▶ TASK BRIEF:
Put the lines below, starting with the line that contains "Does any white" and going on through the line that contains "left=0, top=211, right=149, bottom=293", both included, into a Markdown table with a No. column for the row number and an Entry column for the line. Leave out blank lines.

▶ Stored entries:
==========
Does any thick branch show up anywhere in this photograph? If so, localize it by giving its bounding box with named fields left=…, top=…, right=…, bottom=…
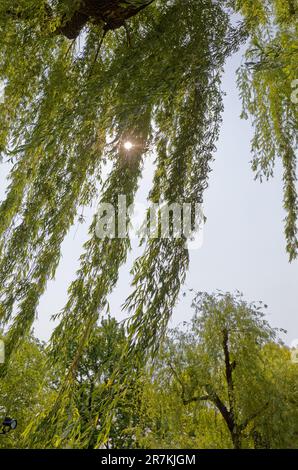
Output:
left=6, top=0, right=154, bottom=39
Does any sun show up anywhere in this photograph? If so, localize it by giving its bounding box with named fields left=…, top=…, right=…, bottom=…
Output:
left=124, top=140, right=133, bottom=150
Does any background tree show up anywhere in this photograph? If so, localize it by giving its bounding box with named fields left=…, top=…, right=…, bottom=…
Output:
left=145, top=293, right=298, bottom=448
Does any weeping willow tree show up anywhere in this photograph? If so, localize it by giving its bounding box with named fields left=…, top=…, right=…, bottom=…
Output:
left=0, top=0, right=297, bottom=445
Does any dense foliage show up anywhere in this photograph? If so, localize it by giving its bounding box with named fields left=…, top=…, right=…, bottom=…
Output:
left=0, top=0, right=297, bottom=446
left=0, top=293, right=298, bottom=449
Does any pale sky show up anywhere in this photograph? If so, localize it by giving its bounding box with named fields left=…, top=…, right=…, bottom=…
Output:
left=0, top=50, right=298, bottom=344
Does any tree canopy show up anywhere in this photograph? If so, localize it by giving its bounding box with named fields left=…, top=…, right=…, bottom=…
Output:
left=0, top=0, right=298, bottom=448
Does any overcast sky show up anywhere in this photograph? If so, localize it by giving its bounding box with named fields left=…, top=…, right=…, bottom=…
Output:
left=0, top=50, right=298, bottom=344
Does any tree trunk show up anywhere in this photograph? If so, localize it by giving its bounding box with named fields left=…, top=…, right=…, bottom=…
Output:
left=56, top=0, right=154, bottom=39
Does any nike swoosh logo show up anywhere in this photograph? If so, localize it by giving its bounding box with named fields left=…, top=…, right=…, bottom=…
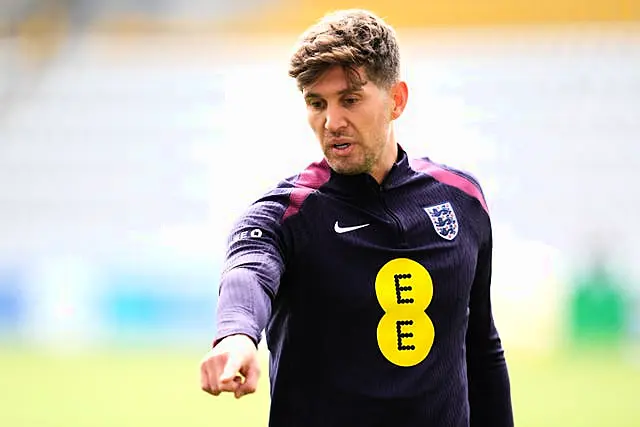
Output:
left=333, top=221, right=369, bottom=234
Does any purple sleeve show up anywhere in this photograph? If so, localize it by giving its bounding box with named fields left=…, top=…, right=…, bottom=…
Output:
left=467, top=229, right=513, bottom=427
left=214, top=200, right=285, bottom=345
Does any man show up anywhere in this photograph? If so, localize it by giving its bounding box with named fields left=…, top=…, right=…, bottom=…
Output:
left=201, top=10, right=513, bottom=427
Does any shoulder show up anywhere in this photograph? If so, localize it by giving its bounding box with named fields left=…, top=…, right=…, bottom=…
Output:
left=409, top=157, right=489, bottom=214
left=251, top=160, right=331, bottom=222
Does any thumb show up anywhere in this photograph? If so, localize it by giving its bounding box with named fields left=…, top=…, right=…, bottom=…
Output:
left=220, top=355, right=242, bottom=382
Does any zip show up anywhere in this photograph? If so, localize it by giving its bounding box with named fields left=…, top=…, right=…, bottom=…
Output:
left=378, top=185, right=408, bottom=248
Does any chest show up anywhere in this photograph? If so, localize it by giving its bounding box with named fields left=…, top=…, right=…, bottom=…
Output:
left=292, top=192, right=479, bottom=316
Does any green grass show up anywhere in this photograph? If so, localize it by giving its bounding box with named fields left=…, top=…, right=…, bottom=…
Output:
left=0, top=348, right=640, bottom=427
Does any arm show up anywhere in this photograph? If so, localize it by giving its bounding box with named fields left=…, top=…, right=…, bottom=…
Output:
left=200, top=200, right=284, bottom=397
left=214, top=201, right=284, bottom=345
left=466, top=230, right=513, bottom=427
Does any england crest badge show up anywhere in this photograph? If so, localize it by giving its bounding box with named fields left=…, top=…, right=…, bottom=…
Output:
left=424, top=202, right=458, bottom=240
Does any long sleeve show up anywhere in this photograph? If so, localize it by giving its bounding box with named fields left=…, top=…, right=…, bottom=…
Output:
left=214, top=200, right=286, bottom=344
left=466, top=231, right=514, bottom=427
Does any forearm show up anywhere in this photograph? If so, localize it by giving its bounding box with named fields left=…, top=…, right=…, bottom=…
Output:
left=214, top=268, right=271, bottom=344
left=467, top=339, right=514, bottom=427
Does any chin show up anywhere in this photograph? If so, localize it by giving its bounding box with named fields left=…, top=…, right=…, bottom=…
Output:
left=328, top=161, right=367, bottom=175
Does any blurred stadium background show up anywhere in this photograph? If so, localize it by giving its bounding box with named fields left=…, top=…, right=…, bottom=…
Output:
left=0, top=0, right=640, bottom=427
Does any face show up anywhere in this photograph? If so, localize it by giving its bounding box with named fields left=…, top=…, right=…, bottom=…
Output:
left=302, top=66, right=406, bottom=182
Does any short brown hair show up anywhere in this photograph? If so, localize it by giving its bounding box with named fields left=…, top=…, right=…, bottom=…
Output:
left=289, top=9, right=400, bottom=90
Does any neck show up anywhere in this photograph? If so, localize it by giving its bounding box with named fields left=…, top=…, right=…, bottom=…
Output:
left=370, top=135, right=398, bottom=184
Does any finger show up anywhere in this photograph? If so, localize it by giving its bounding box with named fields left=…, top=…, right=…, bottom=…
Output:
left=200, top=363, right=211, bottom=392
left=220, top=357, right=242, bottom=383
left=200, top=364, right=220, bottom=396
left=235, top=366, right=260, bottom=398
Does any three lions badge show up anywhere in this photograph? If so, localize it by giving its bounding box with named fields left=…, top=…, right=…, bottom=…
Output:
left=424, top=202, right=458, bottom=240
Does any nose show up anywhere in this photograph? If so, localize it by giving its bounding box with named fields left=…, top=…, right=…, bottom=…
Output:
left=324, top=105, right=347, bottom=133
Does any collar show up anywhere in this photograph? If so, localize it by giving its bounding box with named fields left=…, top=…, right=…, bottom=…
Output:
left=322, top=144, right=415, bottom=196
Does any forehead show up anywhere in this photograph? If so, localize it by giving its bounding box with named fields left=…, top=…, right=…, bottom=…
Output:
left=302, top=66, right=373, bottom=96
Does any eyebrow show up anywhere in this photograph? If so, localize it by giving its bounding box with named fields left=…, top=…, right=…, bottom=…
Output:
left=304, top=88, right=362, bottom=99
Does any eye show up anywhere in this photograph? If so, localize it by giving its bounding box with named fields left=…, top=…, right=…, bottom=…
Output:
left=307, top=99, right=324, bottom=110
left=343, top=96, right=360, bottom=105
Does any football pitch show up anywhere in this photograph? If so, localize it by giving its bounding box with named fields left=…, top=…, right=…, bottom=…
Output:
left=0, top=346, right=640, bottom=427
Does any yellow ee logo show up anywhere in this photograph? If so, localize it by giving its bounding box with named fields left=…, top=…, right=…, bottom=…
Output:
left=375, top=258, right=435, bottom=366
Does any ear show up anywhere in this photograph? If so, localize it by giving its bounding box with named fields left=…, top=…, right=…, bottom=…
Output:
left=391, top=81, right=409, bottom=120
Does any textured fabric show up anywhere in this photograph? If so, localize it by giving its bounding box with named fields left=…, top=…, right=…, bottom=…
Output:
left=216, top=148, right=513, bottom=427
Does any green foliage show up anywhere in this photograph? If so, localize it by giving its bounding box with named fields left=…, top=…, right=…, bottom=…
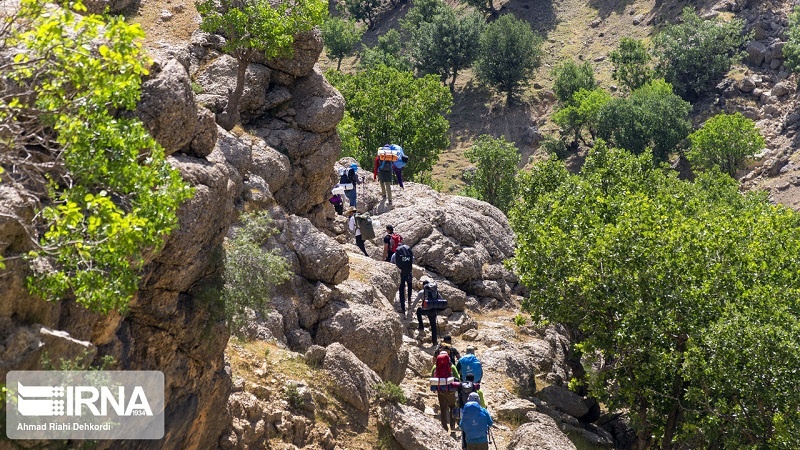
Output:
left=326, top=66, right=453, bottom=181
left=337, top=0, right=383, bottom=30
left=783, top=6, right=800, bottom=72
left=597, top=79, right=691, bottom=161
left=358, top=29, right=412, bottom=72
left=686, top=112, right=764, bottom=176
left=464, top=134, right=521, bottom=212
left=553, top=88, right=611, bottom=143
left=653, top=6, right=751, bottom=100
left=411, top=7, right=484, bottom=92
left=195, top=0, right=328, bottom=130
left=475, top=14, right=542, bottom=103
left=609, top=37, right=653, bottom=91
left=375, top=381, right=408, bottom=405
left=553, top=59, right=597, bottom=106
left=322, top=17, right=364, bottom=70
left=0, top=0, right=192, bottom=312
left=222, top=211, right=291, bottom=334
left=510, top=142, right=800, bottom=448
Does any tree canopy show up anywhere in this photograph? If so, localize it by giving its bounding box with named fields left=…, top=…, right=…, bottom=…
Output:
left=326, top=65, right=453, bottom=180
left=510, top=142, right=800, bottom=449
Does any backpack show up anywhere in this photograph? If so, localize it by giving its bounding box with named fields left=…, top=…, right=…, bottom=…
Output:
left=434, top=355, right=453, bottom=378
left=394, top=245, right=414, bottom=274
left=389, top=233, right=403, bottom=253
left=354, top=213, right=375, bottom=241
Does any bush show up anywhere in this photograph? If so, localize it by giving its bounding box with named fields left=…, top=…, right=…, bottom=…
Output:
left=222, top=211, right=291, bottom=334
left=686, top=112, right=764, bottom=176
left=653, top=7, right=751, bottom=100
left=375, top=381, right=408, bottom=405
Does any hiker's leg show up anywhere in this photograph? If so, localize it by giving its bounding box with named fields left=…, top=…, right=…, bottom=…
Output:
left=356, top=234, right=369, bottom=256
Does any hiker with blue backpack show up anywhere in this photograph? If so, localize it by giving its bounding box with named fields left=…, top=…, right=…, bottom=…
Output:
left=456, top=345, right=483, bottom=383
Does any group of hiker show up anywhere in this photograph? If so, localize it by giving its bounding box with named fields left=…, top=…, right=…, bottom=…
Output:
left=330, top=144, right=493, bottom=450
left=430, top=336, right=493, bottom=450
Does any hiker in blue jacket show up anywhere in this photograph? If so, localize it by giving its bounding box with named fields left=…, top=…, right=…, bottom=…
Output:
left=458, top=392, right=494, bottom=450
left=456, top=345, right=483, bottom=383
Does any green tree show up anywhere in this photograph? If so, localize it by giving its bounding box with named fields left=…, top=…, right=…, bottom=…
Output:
left=783, top=6, right=800, bottom=73
left=653, top=7, right=751, bottom=100
left=0, top=0, right=192, bottom=312
left=337, top=0, right=383, bottom=30
left=411, top=8, right=484, bottom=93
left=553, top=88, right=611, bottom=144
left=322, top=17, right=364, bottom=70
left=326, top=66, right=453, bottom=180
left=475, top=14, right=542, bottom=103
left=597, top=79, right=692, bottom=161
left=686, top=112, right=764, bottom=176
left=222, top=211, right=291, bottom=334
left=464, top=134, right=521, bottom=212
left=358, top=29, right=412, bottom=72
left=196, top=0, right=328, bottom=130
left=609, top=37, right=653, bottom=91
left=509, top=142, right=800, bottom=449
left=553, top=59, right=597, bottom=105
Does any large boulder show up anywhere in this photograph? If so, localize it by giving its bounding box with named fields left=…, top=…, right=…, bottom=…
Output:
left=316, top=302, right=407, bottom=375
left=136, top=59, right=198, bottom=155
left=382, top=404, right=461, bottom=450
left=508, top=412, right=577, bottom=450
left=322, top=342, right=381, bottom=412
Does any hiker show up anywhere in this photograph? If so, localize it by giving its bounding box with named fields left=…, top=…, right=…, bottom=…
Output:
left=458, top=392, right=494, bottom=450
left=409, top=277, right=438, bottom=344
left=456, top=345, right=483, bottom=383
left=339, top=163, right=362, bottom=207
left=433, top=334, right=461, bottom=373
left=372, top=150, right=394, bottom=205
left=383, top=225, right=403, bottom=262
left=345, top=206, right=369, bottom=256
left=391, top=244, right=414, bottom=316
left=389, top=144, right=408, bottom=189
left=431, top=351, right=459, bottom=431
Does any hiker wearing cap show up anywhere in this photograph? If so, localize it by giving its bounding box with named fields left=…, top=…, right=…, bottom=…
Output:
left=456, top=345, right=483, bottom=383
left=431, top=350, right=459, bottom=431
left=345, top=206, right=369, bottom=256
left=458, top=392, right=494, bottom=450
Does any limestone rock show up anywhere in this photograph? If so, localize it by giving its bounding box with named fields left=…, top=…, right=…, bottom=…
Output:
left=382, top=404, right=461, bottom=450
left=508, top=412, right=577, bottom=450
left=136, top=59, right=196, bottom=155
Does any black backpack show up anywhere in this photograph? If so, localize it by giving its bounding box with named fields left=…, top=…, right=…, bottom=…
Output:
left=394, top=245, right=414, bottom=273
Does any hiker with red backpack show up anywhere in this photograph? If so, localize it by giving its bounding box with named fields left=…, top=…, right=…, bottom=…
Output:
left=383, top=225, right=403, bottom=262
left=431, top=351, right=459, bottom=431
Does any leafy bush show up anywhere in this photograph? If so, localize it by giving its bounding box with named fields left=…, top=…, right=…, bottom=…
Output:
left=475, top=14, right=543, bottom=103
left=0, top=0, right=192, bottom=312
left=609, top=37, right=653, bottom=91
left=326, top=66, right=453, bottom=181
left=597, top=80, right=692, bottom=161
left=464, top=134, right=520, bottom=212
left=686, top=112, right=764, bottom=176
left=222, top=211, right=291, bottom=334
left=653, top=6, right=751, bottom=100
left=321, top=17, right=364, bottom=70
left=553, top=59, right=597, bottom=105
left=375, top=381, right=408, bottom=405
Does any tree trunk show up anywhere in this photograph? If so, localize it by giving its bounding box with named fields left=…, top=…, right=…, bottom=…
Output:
left=217, top=58, right=250, bottom=131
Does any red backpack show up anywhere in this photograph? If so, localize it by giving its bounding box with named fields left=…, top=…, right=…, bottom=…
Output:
left=389, top=233, right=403, bottom=253
left=434, top=353, right=453, bottom=378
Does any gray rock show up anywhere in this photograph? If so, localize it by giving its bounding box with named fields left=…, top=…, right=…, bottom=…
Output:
left=508, top=412, right=577, bottom=450
left=135, top=59, right=197, bottom=155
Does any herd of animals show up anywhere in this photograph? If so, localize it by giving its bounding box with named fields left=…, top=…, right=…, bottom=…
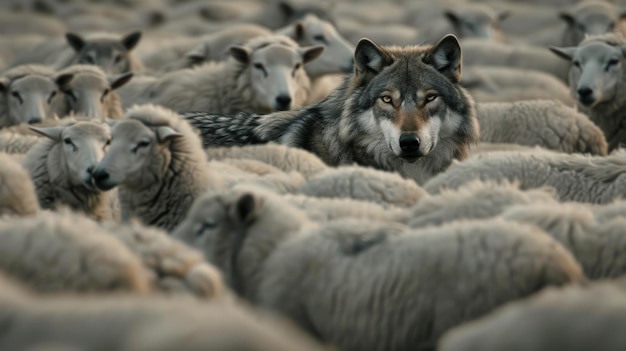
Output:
left=0, top=0, right=626, bottom=351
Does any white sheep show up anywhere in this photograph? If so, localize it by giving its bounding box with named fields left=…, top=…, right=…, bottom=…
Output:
left=54, top=65, right=133, bottom=120
left=23, top=120, right=114, bottom=220
left=120, top=35, right=324, bottom=113
left=0, top=211, right=149, bottom=293
left=0, top=153, right=39, bottom=216
left=298, top=166, right=426, bottom=207
left=476, top=100, right=607, bottom=155
left=173, top=191, right=584, bottom=351
left=203, top=142, right=328, bottom=178
left=437, top=279, right=626, bottom=351
left=0, top=65, right=64, bottom=127
left=104, top=220, right=224, bottom=299
left=424, top=150, right=626, bottom=204
left=92, top=105, right=223, bottom=230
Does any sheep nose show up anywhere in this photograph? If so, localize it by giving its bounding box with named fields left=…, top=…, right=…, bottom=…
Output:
left=28, top=117, right=41, bottom=124
left=400, top=133, right=420, bottom=154
left=276, top=95, right=291, bottom=111
left=576, top=87, right=594, bottom=105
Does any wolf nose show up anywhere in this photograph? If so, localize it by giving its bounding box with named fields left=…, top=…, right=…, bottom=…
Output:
left=400, top=133, right=420, bottom=154
left=276, top=95, right=291, bottom=111
left=576, top=87, right=594, bottom=104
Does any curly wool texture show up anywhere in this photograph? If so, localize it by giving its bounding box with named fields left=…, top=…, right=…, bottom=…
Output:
left=437, top=280, right=626, bottom=351
left=502, top=203, right=626, bottom=279
left=252, top=219, right=584, bottom=351
left=104, top=221, right=224, bottom=299
left=398, top=181, right=557, bottom=228
left=116, top=105, right=223, bottom=230
left=298, top=166, right=426, bottom=207
left=0, top=153, right=39, bottom=217
left=206, top=142, right=328, bottom=178
left=424, top=152, right=626, bottom=204
left=476, top=100, right=607, bottom=155
left=0, top=211, right=148, bottom=293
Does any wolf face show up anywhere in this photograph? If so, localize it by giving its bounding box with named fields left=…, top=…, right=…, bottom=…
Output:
left=343, top=35, right=471, bottom=163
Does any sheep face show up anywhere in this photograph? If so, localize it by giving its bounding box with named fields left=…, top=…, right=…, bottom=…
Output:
left=230, top=38, right=324, bottom=113
left=0, top=75, right=57, bottom=126
left=551, top=41, right=626, bottom=108
left=171, top=192, right=261, bottom=284
left=57, top=73, right=133, bottom=120
left=65, top=32, right=141, bottom=74
left=93, top=119, right=181, bottom=191
left=289, top=14, right=354, bottom=77
left=31, top=121, right=111, bottom=189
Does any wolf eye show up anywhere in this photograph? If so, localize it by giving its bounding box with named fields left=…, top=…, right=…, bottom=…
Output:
left=424, top=93, right=439, bottom=103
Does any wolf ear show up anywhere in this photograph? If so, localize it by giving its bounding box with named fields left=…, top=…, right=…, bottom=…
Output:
left=424, top=34, right=462, bottom=83
left=28, top=126, right=64, bottom=141
left=156, top=126, right=183, bottom=144
left=550, top=46, right=576, bottom=61
left=354, top=38, right=393, bottom=76
left=122, top=31, right=141, bottom=51
left=65, top=32, right=86, bottom=52
left=232, top=193, right=259, bottom=224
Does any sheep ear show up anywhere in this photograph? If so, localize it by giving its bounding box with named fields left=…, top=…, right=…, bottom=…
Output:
left=107, top=72, right=134, bottom=90
left=354, top=38, right=393, bottom=75
left=65, top=32, right=86, bottom=52
left=228, top=45, right=250, bottom=65
left=28, top=126, right=64, bottom=141
left=424, top=34, right=463, bottom=83
left=550, top=46, right=576, bottom=61
left=559, top=11, right=576, bottom=26
left=54, top=73, right=74, bottom=89
left=298, top=45, right=326, bottom=63
left=122, top=31, right=141, bottom=51
left=156, top=126, right=183, bottom=144
left=233, top=193, right=259, bottom=223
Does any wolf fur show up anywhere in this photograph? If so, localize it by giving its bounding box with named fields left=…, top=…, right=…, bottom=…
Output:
left=184, top=35, right=479, bottom=184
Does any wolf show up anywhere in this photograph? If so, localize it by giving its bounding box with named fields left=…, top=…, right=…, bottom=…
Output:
left=182, top=35, right=479, bottom=184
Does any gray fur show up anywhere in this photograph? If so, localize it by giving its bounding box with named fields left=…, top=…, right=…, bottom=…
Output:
left=476, top=100, right=607, bottom=155
left=424, top=150, right=626, bottom=204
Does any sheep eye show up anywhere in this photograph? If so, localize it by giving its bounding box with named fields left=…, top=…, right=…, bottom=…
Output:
left=424, top=93, right=439, bottom=103
left=11, top=91, right=24, bottom=105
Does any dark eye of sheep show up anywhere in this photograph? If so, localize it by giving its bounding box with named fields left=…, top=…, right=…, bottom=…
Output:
left=11, top=91, right=24, bottom=105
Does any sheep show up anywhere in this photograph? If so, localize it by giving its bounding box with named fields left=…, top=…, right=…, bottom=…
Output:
==========
▶ RIGHT ANSWER:
| No. | Entry |
|---|---|
| 1 | Does any white sheep show up anywhere in this photograph? If so, localize it by giving its bounding box with named fields left=…, top=…, right=…, bottom=… |
| 2 | Output: |
| 3 | left=54, top=65, right=133, bottom=120 |
| 4 | left=23, top=120, right=114, bottom=220 |
| 5 | left=120, top=35, right=324, bottom=113 |
| 6 | left=0, top=211, right=149, bottom=293 |